INPUT section start

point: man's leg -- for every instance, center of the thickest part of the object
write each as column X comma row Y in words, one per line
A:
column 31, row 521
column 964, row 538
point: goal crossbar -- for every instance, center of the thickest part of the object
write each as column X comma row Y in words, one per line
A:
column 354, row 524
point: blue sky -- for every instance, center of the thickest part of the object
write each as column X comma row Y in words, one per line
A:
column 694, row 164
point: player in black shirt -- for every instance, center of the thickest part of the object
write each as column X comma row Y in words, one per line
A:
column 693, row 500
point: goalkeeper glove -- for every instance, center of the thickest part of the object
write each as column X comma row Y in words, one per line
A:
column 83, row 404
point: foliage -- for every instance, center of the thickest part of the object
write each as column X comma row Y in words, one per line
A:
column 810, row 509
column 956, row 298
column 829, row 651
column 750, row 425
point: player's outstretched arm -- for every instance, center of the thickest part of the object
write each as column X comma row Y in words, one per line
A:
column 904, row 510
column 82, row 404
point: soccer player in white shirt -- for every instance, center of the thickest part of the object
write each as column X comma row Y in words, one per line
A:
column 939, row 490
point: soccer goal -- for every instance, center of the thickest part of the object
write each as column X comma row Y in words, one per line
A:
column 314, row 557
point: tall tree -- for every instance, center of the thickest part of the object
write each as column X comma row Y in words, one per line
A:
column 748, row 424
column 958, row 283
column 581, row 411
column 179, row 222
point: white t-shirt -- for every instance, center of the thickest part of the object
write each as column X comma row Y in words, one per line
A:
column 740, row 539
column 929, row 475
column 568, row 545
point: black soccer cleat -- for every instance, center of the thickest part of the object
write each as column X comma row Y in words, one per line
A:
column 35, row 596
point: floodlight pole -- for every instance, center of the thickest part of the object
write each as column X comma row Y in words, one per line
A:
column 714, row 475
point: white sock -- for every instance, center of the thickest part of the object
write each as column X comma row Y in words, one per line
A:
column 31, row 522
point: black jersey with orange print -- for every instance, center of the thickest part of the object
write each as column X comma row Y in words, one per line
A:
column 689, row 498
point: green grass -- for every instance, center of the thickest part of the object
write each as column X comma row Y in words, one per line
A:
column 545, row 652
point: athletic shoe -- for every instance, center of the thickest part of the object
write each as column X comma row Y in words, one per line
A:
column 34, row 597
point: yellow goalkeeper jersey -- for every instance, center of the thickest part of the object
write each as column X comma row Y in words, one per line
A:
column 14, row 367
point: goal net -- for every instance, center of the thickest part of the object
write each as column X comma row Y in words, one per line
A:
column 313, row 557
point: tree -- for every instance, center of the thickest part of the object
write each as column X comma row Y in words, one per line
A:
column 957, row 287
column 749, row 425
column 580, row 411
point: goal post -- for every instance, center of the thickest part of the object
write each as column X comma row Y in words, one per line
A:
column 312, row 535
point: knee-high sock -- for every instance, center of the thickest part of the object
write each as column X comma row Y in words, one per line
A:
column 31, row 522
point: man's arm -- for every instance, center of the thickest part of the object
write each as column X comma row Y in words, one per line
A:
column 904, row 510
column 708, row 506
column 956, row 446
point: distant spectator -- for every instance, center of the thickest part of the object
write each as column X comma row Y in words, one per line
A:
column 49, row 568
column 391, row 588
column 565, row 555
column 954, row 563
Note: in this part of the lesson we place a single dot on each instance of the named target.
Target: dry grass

INPUT section end

§ BRIEF
Your task is to repeat each of the records above exactly.

§ EXERCISE RESPONSE
point: man's leg -- for every instance, center of the thickest part of the object
write each as column X comma row Y in words, one per line
A:
column 31, row 521
column 964, row 538
point: goal crossbar -- for every instance, center of the thickest part of the object
write each as column X comma row Y in words, one per line
A:
column 354, row 524
point: blue sky -- for every instance, center of the thickest part of the object
write each as column X comma row Y in words, one per line
A:
column 694, row 164
point: player in black shirt -- for every instance, center of the thickest part of the object
write each as column X comma row Y in words, one per line
A:
column 693, row 500
point: goalkeeper glove -- for every instance, center of the thickest part of the object
write each as column X comma row Y in words, one per line
A:
column 83, row 404
point: foliage -- for every instance, center of the thickest part of the object
write each as column X comma row Y in words, one per line
A:
column 810, row 509
column 956, row 298
column 829, row 651
column 750, row 425
point: player's outstretched arm -- for every instance, center of the thickest part of the object
write each as column X comma row Y in words, one per line
A:
column 904, row 510
column 82, row 404
point: soccer player in white shirt -- for every instance, center of the thickest part of the object
write each as column X comma row Y in words, one per line
A:
column 939, row 490
point: soccer goal -- for every instance, center of the thickest part of the object
write each as column X comma row Y in words, one per line
A:
column 314, row 557
point: tall tree -- for every instance, center of the thickest part of the object
write each as column X comma row Y in words, one per line
A:
column 748, row 424
column 958, row 283
column 581, row 411
column 179, row 222
point: white t-shirt -- for every instance, center of the thickest part of the object
write each as column X comma row Y in words, one per line
A:
column 740, row 539
column 929, row 475
column 568, row 545
point: black soccer cleat -- for every instance, center of the thickest part of the object
write each as column X comma row Y in words, one per line
A:
column 35, row 596
point: floodlight pole -- for every instance, center of the thickest part of the object
write each as column X comma row Y in words, one per line
A:
column 714, row 475
point: white sock -- for every instance, center of the thickest part of the object
write each as column X comma row Y in words, one per line
A:
column 31, row 522
point: black jersey with orange print -- for every instance, center of the thickest part of the object
write each as column X comma row Y in words, one per line
A:
column 689, row 498
point: green grass -- for every instance, center of the thickest part of the object
write each as column X comma row Y in words, one per line
A:
column 545, row 652
point: athletic shoe -- for every instance, center of the thickest part of the object
write each as column X comma row Y in words, one per line
A:
column 34, row 597
point: yellow goalkeeper jersey -- for every instance, center of the thickest part of the object
write each as column X comma row Y in words, one per line
A:
column 14, row 367
point: goal net -- for every instance, center of the thickest part of the object
write each as column X comma row Y in words, one per line
A:
column 313, row 557
point: tree -- for every instance, center of the thickest part of the object
write each as column X comma row Y in words, one per line
A:
column 957, row 287
column 749, row 425
column 580, row 411
point: goal post -- for every instance, center of the thickest part of the object
write each as column X comma row Y in words, one per line
A:
column 312, row 535
point: knee-high sock -- for every instance, center of the thickest part of the object
write each as column X comma row Y in words, one per line
A:
column 31, row 522
point: man's arm -- for every instance, center of the thickest part of the object
write each as column X comma row Y in words, one per line
A:
column 904, row 510
column 708, row 506
column 956, row 446
point: distant spectator -- for every instance, center of the thickest part of the object
write each as column X comma row Y in words, one per line
A:
column 49, row 568
column 391, row 588
column 565, row 555
column 954, row 563
Note: in this part of the lesson we place a single dot on each instance of the named target.
Target: dry grass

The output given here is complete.